* _Work to complete_
Nothing is to be left out: repeat every entry exactly as given.

START Task material

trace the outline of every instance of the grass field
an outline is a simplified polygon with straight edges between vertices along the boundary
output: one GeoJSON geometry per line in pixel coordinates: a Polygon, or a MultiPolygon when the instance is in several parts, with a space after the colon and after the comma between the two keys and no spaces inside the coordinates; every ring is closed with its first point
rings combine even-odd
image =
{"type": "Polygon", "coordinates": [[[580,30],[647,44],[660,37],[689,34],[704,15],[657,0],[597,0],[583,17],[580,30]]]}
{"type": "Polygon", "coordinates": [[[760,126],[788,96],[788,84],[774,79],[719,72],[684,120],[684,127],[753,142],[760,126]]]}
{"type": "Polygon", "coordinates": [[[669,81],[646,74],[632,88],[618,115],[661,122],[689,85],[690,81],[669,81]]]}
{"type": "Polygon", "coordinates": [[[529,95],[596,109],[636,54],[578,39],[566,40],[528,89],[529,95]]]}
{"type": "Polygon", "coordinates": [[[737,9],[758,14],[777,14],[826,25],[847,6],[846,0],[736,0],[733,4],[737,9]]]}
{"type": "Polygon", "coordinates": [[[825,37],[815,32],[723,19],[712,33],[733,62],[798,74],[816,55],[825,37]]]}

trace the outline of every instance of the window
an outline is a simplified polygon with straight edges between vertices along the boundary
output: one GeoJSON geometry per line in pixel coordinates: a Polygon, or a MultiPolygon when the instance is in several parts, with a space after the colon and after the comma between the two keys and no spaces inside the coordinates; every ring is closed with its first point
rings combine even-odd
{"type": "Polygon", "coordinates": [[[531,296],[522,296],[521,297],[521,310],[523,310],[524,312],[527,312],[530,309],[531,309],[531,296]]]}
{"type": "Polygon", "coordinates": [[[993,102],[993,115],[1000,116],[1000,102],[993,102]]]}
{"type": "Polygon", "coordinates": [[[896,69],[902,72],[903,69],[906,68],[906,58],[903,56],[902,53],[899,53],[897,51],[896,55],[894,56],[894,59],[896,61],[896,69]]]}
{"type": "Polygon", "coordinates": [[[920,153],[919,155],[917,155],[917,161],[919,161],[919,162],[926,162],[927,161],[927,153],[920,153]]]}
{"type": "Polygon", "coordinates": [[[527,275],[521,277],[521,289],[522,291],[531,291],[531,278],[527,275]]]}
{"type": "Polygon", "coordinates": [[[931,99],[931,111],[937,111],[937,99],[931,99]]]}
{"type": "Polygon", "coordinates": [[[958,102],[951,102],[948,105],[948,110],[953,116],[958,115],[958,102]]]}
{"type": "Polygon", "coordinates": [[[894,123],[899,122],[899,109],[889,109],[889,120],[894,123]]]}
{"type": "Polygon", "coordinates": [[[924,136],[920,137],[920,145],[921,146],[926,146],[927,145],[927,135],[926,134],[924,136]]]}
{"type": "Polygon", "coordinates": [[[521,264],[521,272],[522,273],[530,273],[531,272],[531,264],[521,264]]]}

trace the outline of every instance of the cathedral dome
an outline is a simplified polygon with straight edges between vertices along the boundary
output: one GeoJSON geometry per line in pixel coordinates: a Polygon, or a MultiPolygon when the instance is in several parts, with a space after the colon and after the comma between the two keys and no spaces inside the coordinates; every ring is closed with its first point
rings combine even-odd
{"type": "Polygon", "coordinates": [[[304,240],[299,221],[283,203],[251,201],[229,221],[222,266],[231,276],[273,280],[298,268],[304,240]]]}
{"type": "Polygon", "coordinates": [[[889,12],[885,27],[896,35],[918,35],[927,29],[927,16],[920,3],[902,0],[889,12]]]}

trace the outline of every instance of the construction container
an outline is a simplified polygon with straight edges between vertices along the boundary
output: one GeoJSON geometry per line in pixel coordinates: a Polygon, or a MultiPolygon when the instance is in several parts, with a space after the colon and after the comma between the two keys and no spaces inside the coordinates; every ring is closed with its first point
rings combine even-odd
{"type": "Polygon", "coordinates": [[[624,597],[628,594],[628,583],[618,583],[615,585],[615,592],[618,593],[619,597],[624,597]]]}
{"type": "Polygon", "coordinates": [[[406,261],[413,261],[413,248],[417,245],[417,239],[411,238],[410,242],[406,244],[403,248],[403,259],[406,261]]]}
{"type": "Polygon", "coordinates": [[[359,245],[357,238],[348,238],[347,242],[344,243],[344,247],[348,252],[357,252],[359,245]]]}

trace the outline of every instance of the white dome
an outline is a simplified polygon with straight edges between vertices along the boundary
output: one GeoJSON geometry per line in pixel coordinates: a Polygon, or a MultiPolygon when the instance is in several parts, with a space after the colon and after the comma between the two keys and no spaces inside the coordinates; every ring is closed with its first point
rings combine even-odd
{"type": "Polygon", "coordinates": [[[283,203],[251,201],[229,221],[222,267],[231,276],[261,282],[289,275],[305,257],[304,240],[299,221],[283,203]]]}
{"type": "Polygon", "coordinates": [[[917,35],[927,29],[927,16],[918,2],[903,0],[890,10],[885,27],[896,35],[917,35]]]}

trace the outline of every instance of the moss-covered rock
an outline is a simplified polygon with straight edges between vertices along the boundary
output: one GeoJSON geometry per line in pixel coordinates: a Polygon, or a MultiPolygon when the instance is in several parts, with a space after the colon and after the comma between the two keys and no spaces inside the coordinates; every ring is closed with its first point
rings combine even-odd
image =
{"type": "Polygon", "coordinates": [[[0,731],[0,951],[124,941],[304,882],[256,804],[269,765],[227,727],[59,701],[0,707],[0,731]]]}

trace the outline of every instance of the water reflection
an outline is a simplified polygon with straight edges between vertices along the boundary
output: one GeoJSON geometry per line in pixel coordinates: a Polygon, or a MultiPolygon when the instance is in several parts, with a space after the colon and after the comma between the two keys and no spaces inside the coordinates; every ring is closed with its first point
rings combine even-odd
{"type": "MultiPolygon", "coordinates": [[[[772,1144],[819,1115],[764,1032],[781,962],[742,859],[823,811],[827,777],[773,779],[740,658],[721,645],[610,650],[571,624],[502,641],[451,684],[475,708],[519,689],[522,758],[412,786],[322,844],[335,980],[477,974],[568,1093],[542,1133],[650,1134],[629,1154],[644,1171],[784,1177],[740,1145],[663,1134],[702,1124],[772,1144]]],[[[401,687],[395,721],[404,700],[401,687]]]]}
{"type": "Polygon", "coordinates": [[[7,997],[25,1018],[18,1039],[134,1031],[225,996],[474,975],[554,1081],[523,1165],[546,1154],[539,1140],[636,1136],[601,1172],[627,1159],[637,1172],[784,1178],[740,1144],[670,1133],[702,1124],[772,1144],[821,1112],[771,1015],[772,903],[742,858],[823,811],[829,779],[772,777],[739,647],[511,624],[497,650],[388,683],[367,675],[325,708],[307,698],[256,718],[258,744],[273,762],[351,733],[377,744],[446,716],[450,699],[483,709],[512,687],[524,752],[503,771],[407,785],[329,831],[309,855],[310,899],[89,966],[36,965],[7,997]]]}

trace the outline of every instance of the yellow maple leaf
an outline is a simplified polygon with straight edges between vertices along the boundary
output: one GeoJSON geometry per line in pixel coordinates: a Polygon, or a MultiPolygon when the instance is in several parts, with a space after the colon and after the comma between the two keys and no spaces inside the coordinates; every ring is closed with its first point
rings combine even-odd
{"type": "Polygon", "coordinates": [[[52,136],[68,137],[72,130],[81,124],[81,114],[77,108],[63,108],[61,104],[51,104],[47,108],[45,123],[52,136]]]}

END Task material

* _Answer to this exercise_
trace the outline of every instance of the grass field
an outline is a simplified polygon with straight edges between vertices along the boundary
output: one GeoJSON geometry per line in pixel coordinates: a Polygon, or a MultiPolygon when the instance is in several parts, with a space after the colon and after the comma between the two keys and no spaces inside the coordinates; every ring is closed with its first point
rings combine even-odd
image =
{"type": "Polygon", "coordinates": [[[580,30],[647,44],[660,37],[689,34],[704,15],[657,0],[597,0],[583,17],[580,30]]]}
{"type": "Polygon", "coordinates": [[[760,126],[788,96],[788,84],[774,79],[719,72],[684,120],[684,127],[753,142],[760,126]]]}
{"type": "Polygon", "coordinates": [[[669,81],[646,74],[632,88],[618,115],[661,122],[689,85],[690,81],[669,81]]]}
{"type": "Polygon", "coordinates": [[[529,95],[596,109],[636,54],[578,39],[566,40],[528,89],[529,95]]]}
{"type": "Polygon", "coordinates": [[[737,9],[758,14],[777,14],[826,25],[847,6],[846,0],[736,0],[733,4],[737,9]]]}
{"type": "Polygon", "coordinates": [[[825,37],[815,32],[723,19],[712,33],[733,62],[798,74],[816,55],[825,37]]]}

trace the outline of every instance of the window
an outline is a simplified polygon with straight edges between vertices along the boundary
output: one GeoJSON geometry per line in pixel coordinates: a Polygon, or a MultiPolygon when the instance is in several parts, with a space after the colon and after the comma between the two keys and no spaces inside the coordinates; every ring is closed with its first point
rings combine even-odd
{"type": "Polygon", "coordinates": [[[531,296],[522,296],[521,297],[521,310],[523,310],[524,312],[527,312],[530,309],[531,309],[531,296]]]}
{"type": "Polygon", "coordinates": [[[993,102],[993,115],[1000,116],[1000,102],[993,102]]]}
{"type": "Polygon", "coordinates": [[[896,69],[902,72],[903,69],[906,68],[906,58],[903,56],[902,53],[899,53],[897,51],[896,55],[894,56],[894,59],[896,61],[896,69]]]}
{"type": "Polygon", "coordinates": [[[920,153],[919,155],[917,155],[917,161],[919,161],[919,162],[926,162],[927,161],[927,153],[920,153]]]}
{"type": "Polygon", "coordinates": [[[527,275],[521,277],[521,289],[522,291],[531,291],[531,278],[527,275]]]}
{"type": "Polygon", "coordinates": [[[931,99],[931,111],[937,111],[937,99],[931,99]]]}
{"type": "Polygon", "coordinates": [[[958,102],[951,102],[948,105],[948,110],[953,116],[958,115],[958,102]]]}
{"type": "Polygon", "coordinates": [[[894,123],[899,122],[899,109],[889,109],[889,120],[894,123]]]}
{"type": "Polygon", "coordinates": [[[924,136],[920,137],[920,145],[921,146],[926,146],[927,145],[927,135],[926,134],[924,136]]]}
{"type": "Polygon", "coordinates": [[[521,264],[521,272],[522,273],[530,273],[531,272],[531,264],[521,264]]]}

trace the outline of every instance of the cathedral dome
an outline is a simplified polygon with straight edges between vertices along the boundary
output: one GeoJSON geometry per line in pixel coordinates: a Polygon, or a MultiPolygon when the instance is in several parts, with a space after the colon and after the comma between the two keys and no spaces inside the coordinates; every ring is closed with its first point
rings combine even-odd
{"type": "Polygon", "coordinates": [[[304,240],[299,221],[283,203],[251,201],[229,221],[222,266],[231,276],[273,280],[298,268],[304,240]]]}
{"type": "Polygon", "coordinates": [[[889,12],[885,27],[896,35],[918,35],[927,29],[927,16],[920,3],[902,0],[889,12]]]}

trace the outline of every instance of the construction container
an outline is a simplified polygon with straight edges between vertices along the boundary
output: one GeoJSON geometry per line in pixel coordinates: a Polygon, or a MultiPolygon when the instance is in several parts, with a space after the colon and after the comma between the two keys and no spaces inside the coordinates; every ring is closed with its first point
rings combine even-odd
{"type": "Polygon", "coordinates": [[[624,597],[628,594],[628,583],[618,583],[615,585],[615,592],[618,593],[619,597],[624,597]]]}
{"type": "Polygon", "coordinates": [[[406,261],[413,261],[413,248],[417,245],[417,239],[411,238],[410,242],[406,244],[403,248],[403,259],[406,261]]]}
{"type": "Polygon", "coordinates": [[[359,245],[357,238],[348,238],[347,242],[344,243],[344,247],[348,252],[357,252],[359,245]]]}

trace the outline of every instance of the white dome
an outline is a simplified polygon with straight edges between vertices along the boundary
output: one GeoJSON geometry per line in pixel coordinates: a Polygon, or a MultiPolygon when the instance is in several parts, with a space after the colon and after the comma between the two keys and no spaces inside the coordinates; every ring is closed with its first point
rings combine even-odd
{"type": "Polygon", "coordinates": [[[283,203],[251,201],[229,221],[222,267],[231,276],[261,282],[289,275],[305,257],[304,240],[299,221],[283,203]]]}
{"type": "Polygon", "coordinates": [[[917,35],[927,29],[927,16],[918,2],[903,0],[890,10],[885,27],[896,35],[917,35]]]}

trace the outline of every instance of the moss-covered rock
an outline is a simplified polygon with straight edges between vertices along the boundary
output: one GeoJSON geometry per line in pixel coordinates: a Polygon, or a MultiPolygon when the instance is in several parts, with a space after the colon and after the comma between the two keys and no spaces inside the coordinates; every ring is closed with its first point
rings combine even-odd
image =
{"type": "Polygon", "coordinates": [[[0,731],[0,951],[124,941],[304,882],[256,804],[269,765],[227,727],[59,701],[0,707],[0,731]]]}

trace the outline of every instance of the water reflection
an outline is a simplified polygon with straight edges between vertices along the boundary
output: one GeoJSON geometry per line in pixel coordinates: a Polygon, or a MultiPolygon when the instance is in several parts, with a space after the colon and after the comma between the two keys and no spaces inside the coordinates; every ring is closed with its first point
rings combine even-odd
{"type": "MultiPolygon", "coordinates": [[[[772,1144],[819,1115],[764,1032],[781,962],[742,859],[823,811],[827,777],[773,779],[740,658],[721,645],[610,650],[571,624],[502,641],[451,684],[475,708],[519,689],[522,758],[412,786],[322,844],[335,980],[477,974],[568,1093],[542,1133],[650,1134],[629,1154],[644,1171],[784,1177],[740,1145],[663,1134],[702,1124],[772,1144]]],[[[401,687],[395,721],[404,700],[401,687]]]]}
{"type": "Polygon", "coordinates": [[[7,997],[25,1018],[18,1039],[134,1031],[225,996],[474,975],[554,1081],[523,1165],[546,1154],[539,1140],[636,1136],[601,1172],[627,1159],[637,1172],[784,1178],[740,1144],[670,1133],[702,1124],[772,1144],[821,1112],[771,1015],[772,903],[742,858],[823,811],[829,779],[772,777],[739,647],[511,624],[497,650],[388,683],[367,675],[325,708],[307,698],[256,718],[258,744],[273,762],[351,733],[377,744],[446,716],[450,699],[483,709],[512,687],[524,752],[503,771],[407,785],[329,831],[309,855],[310,899],[89,966],[36,965],[7,997]]]}

trace the outline of every instance of the yellow maple leaf
an outline is a simplified polygon with straight edges between vertices along the boundary
output: one GeoJSON geometry per line in pixel coordinates: a Polygon, or a MultiPolygon when the instance is in several parts, with a space after the colon and after the comma between the two keys and no spaces inside the coordinates; every ring is closed with its first point
rings combine even-odd
{"type": "Polygon", "coordinates": [[[52,136],[68,137],[72,130],[81,124],[81,114],[77,108],[63,108],[61,104],[51,104],[47,108],[45,123],[52,136]]]}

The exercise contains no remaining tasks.